Problem
Write out the part of the listing below that opens with its first line and closes with the line containing "587 117 L 663", both lines included. Leave the pictures out of your copy.

A run of records
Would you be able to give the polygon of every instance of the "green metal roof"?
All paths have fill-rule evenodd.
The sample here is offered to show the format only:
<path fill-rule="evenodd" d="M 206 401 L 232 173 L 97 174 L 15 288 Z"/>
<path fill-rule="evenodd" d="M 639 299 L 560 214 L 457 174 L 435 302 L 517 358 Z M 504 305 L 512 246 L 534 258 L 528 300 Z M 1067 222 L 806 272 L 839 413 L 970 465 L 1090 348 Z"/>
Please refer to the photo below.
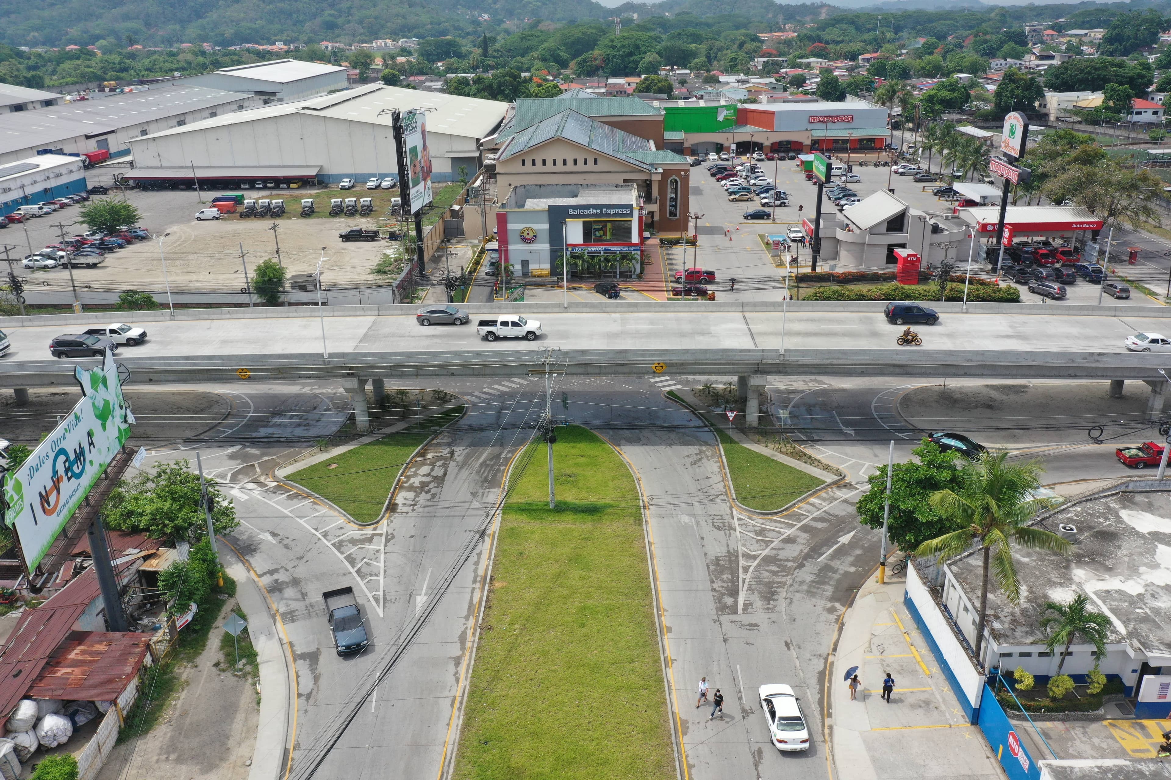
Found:
<path fill-rule="evenodd" d="M 587 117 L 663 116 L 663 109 L 656 109 L 641 97 L 566 97 L 562 95 L 556 98 L 516 98 L 516 112 L 508 124 L 512 132 L 520 132 L 542 119 L 561 113 L 566 109 Z"/>
<path fill-rule="evenodd" d="M 553 104 L 564 103 L 563 101 L 553 99 L 543 102 Z M 523 154 L 528 150 L 535 149 L 554 138 L 571 140 L 575 144 L 593 149 L 644 171 L 650 171 L 656 165 L 662 165 L 663 163 L 686 161 L 674 152 L 651 150 L 651 143 L 645 138 L 639 138 L 617 127 L 602 124 L 564 108 L 560 113 L 513 133 L 501 147 L 497 160 L 502 161 L 518 154 Z"/>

The answer
Would you be able to give the polygon of every instance of the "green metal roof"?
All paths have fill-rule evenodd.
The sample here is offered to show the format only:
<path fill-rule="evenodd" d="M 206 401 L 232 173 L 97 174 L 15 288 Z"/>
<path fill-rule="evenodd" d="M 639 299 L 560 214 L 457 174 L 435 302 L 517 358 Z M 504 305 L 512 246 L 534 258 L 528 300 Z M 1067 222 L 806 272 L 839 413 L 970 465 L 1090 348 Z"/>
Please refer to the photo below.
Found:
<path fill-rule="evenodd" d="M 587 117 L 663 116 L 663 109 L 656 109 L 641 97 L 566 97 L 562 95 L 556 98 L 516 98 L 516 112 L 508 124 L 512 132 L 520 132 L 542 119 L 561 113 L 566 109 Z"/>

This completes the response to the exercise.